Written instruction: Copy the records below exactly, omitting any pictures they contain.

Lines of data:
┄┄┄┄┄┄┄┄┄┄
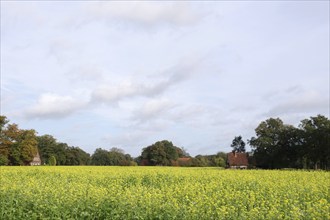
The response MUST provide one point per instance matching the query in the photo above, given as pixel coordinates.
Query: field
(162, 193)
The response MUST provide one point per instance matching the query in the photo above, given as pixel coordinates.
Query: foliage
(161, 153)
(277, 145)
(114, 157)
(161, 193)
(52, 161)
(17, 146)
(238, 145)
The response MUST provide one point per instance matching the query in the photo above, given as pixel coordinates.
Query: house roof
(237, 159)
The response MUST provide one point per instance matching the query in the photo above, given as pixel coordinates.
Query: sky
(127, 74)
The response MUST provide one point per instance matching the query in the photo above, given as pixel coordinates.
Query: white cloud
(146, 13)
(54, 106)
(309, 101)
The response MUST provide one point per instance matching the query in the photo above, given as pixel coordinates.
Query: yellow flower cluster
(162, 193)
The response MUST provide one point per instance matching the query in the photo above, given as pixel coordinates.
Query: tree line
(275, 146)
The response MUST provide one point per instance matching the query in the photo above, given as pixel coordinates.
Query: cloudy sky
(128, 74)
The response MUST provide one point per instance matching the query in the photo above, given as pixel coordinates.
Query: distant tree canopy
(161, 153)
(277, 145)
(114, 157)
(63, 153)
(17, 146)
(238, 145)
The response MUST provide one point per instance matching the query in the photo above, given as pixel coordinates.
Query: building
(36, 160)
(237, 160)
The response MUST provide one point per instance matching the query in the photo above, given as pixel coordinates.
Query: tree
(17, 146)
(238, 145)
(52, 160)
(266, 146)
(100, 157)
(315, 134)
(161, 153)
(114, 157)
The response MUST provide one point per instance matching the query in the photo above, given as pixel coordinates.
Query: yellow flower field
(162, 193)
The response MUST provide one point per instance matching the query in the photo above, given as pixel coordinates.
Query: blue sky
(128, 74)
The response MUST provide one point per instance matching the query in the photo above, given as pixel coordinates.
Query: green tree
(316, 141)
(266, 146)
(161, 153)
(238, 145)
(100, 157)
(52, 160)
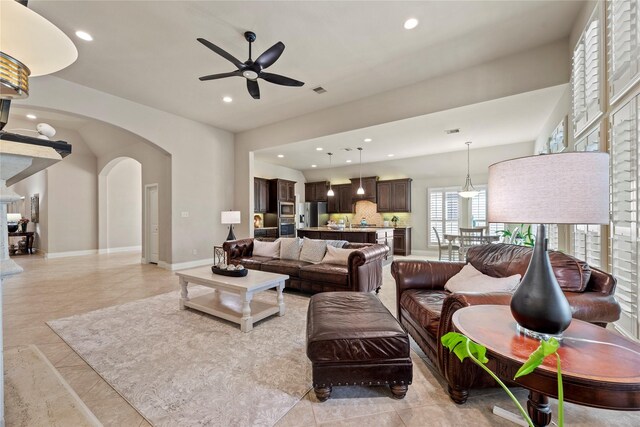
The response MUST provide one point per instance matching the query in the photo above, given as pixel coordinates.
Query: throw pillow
(290, 248)
(313, 250)
(337, 243)
(266, 249)
(337, 256)
(471, 280)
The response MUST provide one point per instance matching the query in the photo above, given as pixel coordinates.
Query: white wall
(270, 171)
(202, 159)
(526, 71)
(68, 197)
(124, 205)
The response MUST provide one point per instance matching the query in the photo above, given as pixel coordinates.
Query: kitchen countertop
(348, 230)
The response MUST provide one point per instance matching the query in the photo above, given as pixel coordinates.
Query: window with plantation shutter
(624, 213)
(444, 206)
(585, 80)
(478, 212)
(623, 39)
(587, 239)
(552, 237)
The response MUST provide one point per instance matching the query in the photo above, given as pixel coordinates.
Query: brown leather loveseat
(425, 308)
(363, 272)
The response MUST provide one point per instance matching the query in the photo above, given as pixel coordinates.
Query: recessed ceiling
(146, 51)
(513, 119)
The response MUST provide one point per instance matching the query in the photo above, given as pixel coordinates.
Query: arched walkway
(120, 206)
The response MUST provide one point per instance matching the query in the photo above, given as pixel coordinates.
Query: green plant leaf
(535, 359)
(456, 343)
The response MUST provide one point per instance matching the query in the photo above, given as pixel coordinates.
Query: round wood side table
(599, 367)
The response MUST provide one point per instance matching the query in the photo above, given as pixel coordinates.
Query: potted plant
(463, 347)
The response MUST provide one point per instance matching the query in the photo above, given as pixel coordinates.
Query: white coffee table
(231, 298)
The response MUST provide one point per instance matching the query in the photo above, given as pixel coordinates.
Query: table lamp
(229, 218)
(564, 188)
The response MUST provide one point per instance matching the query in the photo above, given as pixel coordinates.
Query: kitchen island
(383, 236)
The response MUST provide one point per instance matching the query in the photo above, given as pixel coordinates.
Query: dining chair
(470, 237)
(455, 249)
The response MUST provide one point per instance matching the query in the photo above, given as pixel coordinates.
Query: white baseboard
(120, 249)
(51, 255)
(183, 265)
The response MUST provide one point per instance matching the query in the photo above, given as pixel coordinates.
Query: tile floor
(51, 289)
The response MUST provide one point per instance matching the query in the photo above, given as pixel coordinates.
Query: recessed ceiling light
(84, 35)
(410, 23)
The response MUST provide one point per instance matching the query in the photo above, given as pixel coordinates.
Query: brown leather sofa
(425, 308)
(363, 272)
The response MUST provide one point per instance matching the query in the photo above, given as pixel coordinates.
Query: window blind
(624, 212)
(587, 239)
(443, 212)
(479, 211)
(585, 80)
(623, 40)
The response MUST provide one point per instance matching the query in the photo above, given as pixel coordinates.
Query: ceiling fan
(252, 70)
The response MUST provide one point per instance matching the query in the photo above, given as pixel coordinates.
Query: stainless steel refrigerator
(315, 214)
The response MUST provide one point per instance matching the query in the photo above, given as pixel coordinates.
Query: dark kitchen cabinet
(402, 241)
(341, 202)
(260, 195)
(316, 191)
(281, 190)
(369, 186)
(394, 195)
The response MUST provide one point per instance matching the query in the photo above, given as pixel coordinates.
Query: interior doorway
(151, 234)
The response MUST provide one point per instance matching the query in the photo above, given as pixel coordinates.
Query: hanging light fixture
(468, 190)
(330, 193)
(360, 189)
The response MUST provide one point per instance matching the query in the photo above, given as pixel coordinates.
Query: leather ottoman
(352, 339)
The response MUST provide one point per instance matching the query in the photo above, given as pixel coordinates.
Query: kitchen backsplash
(369, 211)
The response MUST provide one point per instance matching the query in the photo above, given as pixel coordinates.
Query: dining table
(451, 238)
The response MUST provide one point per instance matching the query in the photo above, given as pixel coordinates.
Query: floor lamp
(564, 188)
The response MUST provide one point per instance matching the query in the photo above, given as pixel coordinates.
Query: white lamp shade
(33, 40)
(564, 188)
(13, 218)
(230, 217)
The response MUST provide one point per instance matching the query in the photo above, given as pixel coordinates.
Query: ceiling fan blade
(254, 90)
(280, 80)
(223, 53)
(221, 75)
(270, 55)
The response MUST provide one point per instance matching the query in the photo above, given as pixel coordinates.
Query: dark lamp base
(231, 236)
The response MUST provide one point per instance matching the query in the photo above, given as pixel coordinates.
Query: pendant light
(330, 193)
(360, 189)
(468, 190)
┄┄┄┄┄┄┄┄┄┄
Answer for the task:
The response MUST provide one point per instance matching the query in the photo above, given as pixel coordinates.
Query: field
(162, 193)
The response MUST provide one point per instance matching the query in the photo above, given as pixel coordinates.
Query: foliage
(161, 153)
(277, 145)
(114, 157)
(161, 193)
(52, 161)
(17, 146)
(238, 145)
The response MUST provide one point per instance matching the query in the photo above, given as pixel coordinates.
Query: house roof
(237, 159)
The response MUST provide one point per instance matching the query in the photo above, given as pixel coordinates.
Query: sky
(127, 74)
The response MUST provide one point per instance matching the query in the photo above, given as pixel coordinates.
Query: white cloud
(146, 13)
(54, 106)
(309, 101)
The response MUST provide one point per instance matching the query in the photo above, given as pixel coordinates.
Query: yellow flower cluster
(162, 193)
The response MUST provide one point per instance matching the query in the photo above, given as pixel coordinates.
Query: tree line
(275, 146)
The response MUST provide one point per instance matching the query in the photo above, given as pixel coordinates.
Query: cloudy sky
(128, 74)
The response MUST provide one point per instance matching the query in the photo above, given as pixel coordinates.
Query: distant tree canopy
(161, 153)
(277, 145)
(114, 157)
(63, 153)
(17, 146)
(238, 145)
The response MUST provide one point per instance matching the query in the photo above, given as pixel coordinates.
Query: building
(36, 160)
(237, 160)
The response MUST provide one point per instance matching the query in the photo above, given as pixel coordinates.
Query: tree
(17, 146)
(238, 145)
(52, 160)
(266, 146)
(100, 157)
(315, 134)
(161, 153)
(114, 157)
The response MUST provide one point per instance matching the query in the photo above, given as pixel coordinates.
Query: yellow flower field
(162, 193)
The response MUST provide one point per instance matching the query in the photo above, given as pixel coordinates.
Query: blue sky
(128, 74)
The response MUST provide one point per instance matching the query in the photo above, given as pixel coordinates.
Query: green tree
(316, 141)
(266, 146)
(161, 153)
(238, 145)
(100, 157)
(52, 160)
The response MUST provide one point per instance matching the query in the photo above, given as pixel coordinates.
Query: throw pillow
(290, 248)
(313, 250)
(337, 243)
(266, 249)
(337, 256)
(471, 280)
The response MUST provide one point per instance matching the query in the photo above, given as pixel coordinates.
Query: white wall
(270, 171)
(202, 159)
(526, 71)
(68, 197)
(124, 205)
The response MUST provide one point per instance matching the query in the photo above, given as pixel coordinates.
Query: kitchen countertop
(348, 230)
The response MUST provide one point per instance matching the query in the photo above, given as pixel coordinates.
Query: window with plantation shutter
(624, 213)
(444, 206)
(585, 80)
(478, 212)
(623, 39)
(587, 239)
(552, 237)
The response MUST provide one point per instance matching the query in the photo above, given as pixel coordinates.
Query: brown leather loveseat
(425, 308)
(363, 272)
The response MUST provide one point per instance matching the query in the photo above, given as pixel coordinates.
Query: recessed ceiling
(146, 51)
(513, 119)
The response MUST provide one point per instance matching the query in the photo above, given as pixel coordinates.
Query: arched walkway
(120, 206)
The response MUST provide one point per instance matching the query in the photo above, given as pixel coordinates.
Query: green plant leaf
(535, 359)
(456, 343)
The response MUST provide one point per instance matching the query in the photo above, given as pixel coordinates.
Query: round wood side table
(599, 367)
The response MUST provide one point per instance matching the query in the photo above, given as pixel coordinates.
Query: potted plant
(463, 347)
The response MUST provide one point per instance matching the query in the photo above, given as pixel coordinates.
Query: white coffee table
(231, 298)
The response MUST provide one point per instance matching the query in the photo above, given as pixel coordinates.
Query: table lamp
(229, 218)
(564, 188)
The response MUST provide one point per instance matching the query in the photo above, given as pixel coordinates.
Query: kitchen island
(383, 236)
The response MUST provide one point per instance matching the query in the photo above, given as pixel coordinates.
Query: dining chair
(470, 237)
(455, 249)
The response MUST provide one point per instance matching the query in the photo above, given as pixel coordinates.
Query: white baseboard
(120, 249)
(51, 255)
(183, 265)
The response MUST provide one point per instance matching the query in the photo above, given as pixel coordinates.
Query: tile floor
(51, 289)
The response MUST provide one point per instance matching the query in the photo above, given as pixel coordinates.
Query: recessed ceiling light
(84, 35)
(410, 23)
The response MUST provide one point per instance matching the query in the photo above, given as pixel coordinates.
Query: brown leather sofa
(425, 308)
(363, 272)
The response MUST provide one point per instance matching the query in the photo above, given as pixel coordinates.
Query: window blind
(624, 212)
(587, 239)
(443, 212)
(479, 211)
(585, 80)
(623, 40)
The response MUST provide one point per instance matching the query in the photo above, given as pixel coordinates.
Query: ceiling fan
(252, 70)
The response MUST provide one point per instance matching the query in the photo above, given as pixel coordinates.
Query: stainless steel refrigerator
(315, 214)
The response MUST provide one point per instance matching the query in the photo above, given as pixel coordinates.
Query: dark kitchen cabinet
(402, 241)
(341, 202)
(260, 195)
(316, 191)
(281, 190)
(369, 186)
(394, 195)
The response MUST provide one point per instance matching the query in the photo above, given as pixel coordinates.
Query: interior doorway
(151, 234)
The response MUST provide one point per instance matching the query in the photo above, given as pixel coordinates.
Query: hanging light fixture
(468, 190)
(330, 193)
(360, 189)
The response MUST provide one point per instance matching the query in the photo above, given as pixel coordinates.
Query: leather ottoman
(352, 339)
The response MUST provide one point per instance matching the query in the photo above, given as pixel coordinates.
Query: kitchen backsplash
(369, 211)
The response MUST provide one point per instance matching the query in the photo above, given as pixel coordinates.
Query: dining table
(451, 238)
The response MUST provide one point per instance matching the query in the photo above, given as pixel coordinates.
Query: floor lamp
(564, 188)
The response MUST provide one point per instance matching the query in the photo above, given as pixel coordinates.
Query: white lamp shade
(33, 40)
(564, 188)
(13, 218)
(230, 217)
The response MUST provide one point per instance matching the query in the photo above, given as pixel coordinates.
Query: ceiling fan blade
(254, 90)
(280, 80)
(223, 53)
(221, 75)
(270, 55)
The response MUST provide one point per instance matching the query in the photo above, given as pixel coordinates.
Query: dark lamp base
(231, 236)
The response MUST provide one point per instance matching the query in the photo above, given as pixel coordinates.
Query: pendant light
(330, 193)
(360, 189)
(468, 190)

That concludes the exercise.